▶ Work required: Exactly as they stand, the data below are to be printed again.

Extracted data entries
□ □ □ □

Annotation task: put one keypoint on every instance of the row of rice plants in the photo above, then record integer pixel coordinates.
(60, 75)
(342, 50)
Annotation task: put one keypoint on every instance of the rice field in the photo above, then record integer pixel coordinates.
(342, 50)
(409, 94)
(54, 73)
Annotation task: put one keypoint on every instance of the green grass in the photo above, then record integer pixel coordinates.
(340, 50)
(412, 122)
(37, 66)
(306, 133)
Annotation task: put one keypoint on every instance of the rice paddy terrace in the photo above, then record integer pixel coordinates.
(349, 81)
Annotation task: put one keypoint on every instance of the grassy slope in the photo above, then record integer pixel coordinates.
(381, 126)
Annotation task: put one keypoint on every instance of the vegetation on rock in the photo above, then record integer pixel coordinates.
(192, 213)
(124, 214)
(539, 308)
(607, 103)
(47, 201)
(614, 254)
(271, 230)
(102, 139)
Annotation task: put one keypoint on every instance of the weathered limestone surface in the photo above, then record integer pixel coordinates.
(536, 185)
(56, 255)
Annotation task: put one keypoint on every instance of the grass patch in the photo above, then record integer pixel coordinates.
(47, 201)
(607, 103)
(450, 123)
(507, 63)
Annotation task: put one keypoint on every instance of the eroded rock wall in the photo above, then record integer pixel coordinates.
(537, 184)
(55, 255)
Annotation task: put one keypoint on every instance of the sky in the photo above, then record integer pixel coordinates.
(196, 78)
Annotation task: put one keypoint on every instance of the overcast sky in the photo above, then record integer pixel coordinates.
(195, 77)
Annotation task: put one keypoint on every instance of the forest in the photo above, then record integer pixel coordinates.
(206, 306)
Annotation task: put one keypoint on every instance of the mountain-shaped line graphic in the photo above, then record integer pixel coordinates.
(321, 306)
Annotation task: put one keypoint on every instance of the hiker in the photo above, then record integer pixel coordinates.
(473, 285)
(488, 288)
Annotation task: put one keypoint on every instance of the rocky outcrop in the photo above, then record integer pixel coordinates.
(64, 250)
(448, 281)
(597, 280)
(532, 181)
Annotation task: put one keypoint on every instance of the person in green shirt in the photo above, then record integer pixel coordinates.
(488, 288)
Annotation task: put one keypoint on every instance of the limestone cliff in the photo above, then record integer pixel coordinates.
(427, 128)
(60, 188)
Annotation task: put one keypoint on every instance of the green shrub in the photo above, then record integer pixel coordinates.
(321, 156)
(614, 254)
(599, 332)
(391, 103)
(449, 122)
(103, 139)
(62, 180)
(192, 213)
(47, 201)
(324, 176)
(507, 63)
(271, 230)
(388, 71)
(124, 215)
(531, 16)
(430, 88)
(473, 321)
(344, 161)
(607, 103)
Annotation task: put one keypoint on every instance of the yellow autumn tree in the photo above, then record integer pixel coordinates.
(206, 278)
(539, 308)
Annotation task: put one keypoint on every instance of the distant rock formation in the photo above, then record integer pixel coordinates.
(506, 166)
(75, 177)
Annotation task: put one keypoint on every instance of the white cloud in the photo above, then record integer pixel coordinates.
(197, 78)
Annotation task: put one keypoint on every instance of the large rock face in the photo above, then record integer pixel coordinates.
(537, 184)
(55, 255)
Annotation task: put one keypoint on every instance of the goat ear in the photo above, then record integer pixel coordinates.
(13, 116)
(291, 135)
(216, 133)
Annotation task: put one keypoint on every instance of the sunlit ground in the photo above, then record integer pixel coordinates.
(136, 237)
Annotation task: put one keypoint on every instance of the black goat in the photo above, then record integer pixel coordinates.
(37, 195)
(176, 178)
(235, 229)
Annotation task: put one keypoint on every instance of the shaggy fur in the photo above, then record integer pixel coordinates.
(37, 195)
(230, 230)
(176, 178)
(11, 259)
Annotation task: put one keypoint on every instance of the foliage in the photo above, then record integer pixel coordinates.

□ □ □ □

▶ The completed task:
Annotation task: put one keypoint on every instance of the row of rice plants in the photo above, then record integer pixel coordinates.
(60, 75)
(342, 50)
Annotation task: put one keypoint on every instance of the rice field in the photo above, then record integer pixel coordinates.
(342, 50)
(409, 94)
(54, 73)
Annotation task: put one keypoint on every instance of the green grass in the photo above, then record integer pixel coordinates.
(340, 50)
(412, 122)
(37, 66)
(306, 133)
Annotation task: put one keypoint on every instance of the rice paddy terrace in the photo above, then record integer pixel coordinates.
(349, 81)
Annotation task: put one keypoint on every instance of the grassy slope in the photo above, then record integer pixel coordinates.
(381, 126)
Annotation task: put one keypoint on every instance of the vegetation on rock in the photo above, then record integer pixel coordinates.
(192, 213)
(124, 214)
(539, 308)
(607, 103)
(47, 201)
(614, 254)
(271, 230)
(102, 139)
Annotation task: put one keypoint on every instance of the weathered limestone surface in the photo above, then record integer pixel coordinates.
(536, 185)
(56, 255)
Annotation task: put one keypoint on every instance of the grass patch in the photo above, then record integer pixel coordinates.
(47, 201)
(607, 103)
(450, 123)
(507, 63)
Annotation task: put one keypoint on every instance of the eroded rock wall in the photo above, then record integer pixel coordinates.
(537, 184)
(55, 255)
Annotation task: put one keypoint on every instance of the sky in the photo above, then record integer pixel coordinates.
(196, 78)
Annotation task: put one keypoint on every instance of the overcast sky in the photo above, then record integer pixel coordinates.
(195, 77)
Annotation task: put one keypoint on every instance of the forest in the photo above, then record integer pixel coordinates.
(206, 306)
Annotation task: put one keypoint on every instance of the mountain-shaped line graphic in the photo above, then record integer pixel coordinates.
(321, 306)
Annotation task: put one keypoint on every instance of the hiker in the photo above, then record integer pixel coordinates.
(473, 285)
(488, 288)
Annotation task: put one keypoint on every instance of the rocky outcrop in the photo above, then record integer pixel coordinates.
(64, 250)
(448, 281)
(597, 280)
(532, 181)
Annotation task: put one keypoint on every instance of the person in green shirt in the photo above, then record integer pixel coordinates.
(488, 288)
Annotation task: put one keypoint on every instance of the limestone cliff in the photo above, then record integer pixel coordinates.
(427, 128)
(60, 188)
Annotation task: put one keypoint on every instance of the green shrub in the photo above, then record integer pixel coordinates.
(321, 156)
(614, 254)
(599, 332)
(391, 103)
(449, 122)
(103, 139)
(62, 180)
(192, 213)
(47, 201)
(324, 176)
(507, 63)
(271, 230)
(388, 71)
(124, 215)
(531, 16)
(430, 88)
(473, 321)
(344, 161)
(607, 103)
Annotation task: put one keypoint on every instance of the yellow autumn tree in the photo above, then record integer pixel coordinates.
(206, 278)
(539, 308)
Annotation task: put one keypoint on every instance of the distant rock formation in the photo above, then record integer pixel coordinates.
(506, 166)
(75, 177)
Annotation task: put one keypoint on every instance of the white cloud in the photo above, then record integer pixel coordinates.
(197, 78)
Annotation task: put one keypoint on every instance of the large rock face in the photo above, then record integer pixel coordinates.
(537, 184)
(55, 255)
Annotation task: put one keypoint on every instance of the goat ear in the photo above, then record integer pixel coordinates.
(13, 116)
(291, 135)
(216, 133)
Annotation task: put one keypoint on every instance of the sunlit ground in the photo above, then record integer pixel coordinates.
(136, 237)
Annotation task: put one keypoint on every instance of the black goat in the photo above, then record integer pixel coordinates.
(37, 195)
(176, 178)
(235, 229)
Annotation task: put one keypoint on every instance of the shaggy fur in the photo above, then record integer pixel coordinates.
(37, 195)
(230, 230)
(176, 178)
(11, 259)
Annotation task: put one keypoint on every instance of the foliage in the photo above, then record integer pixel coordinates.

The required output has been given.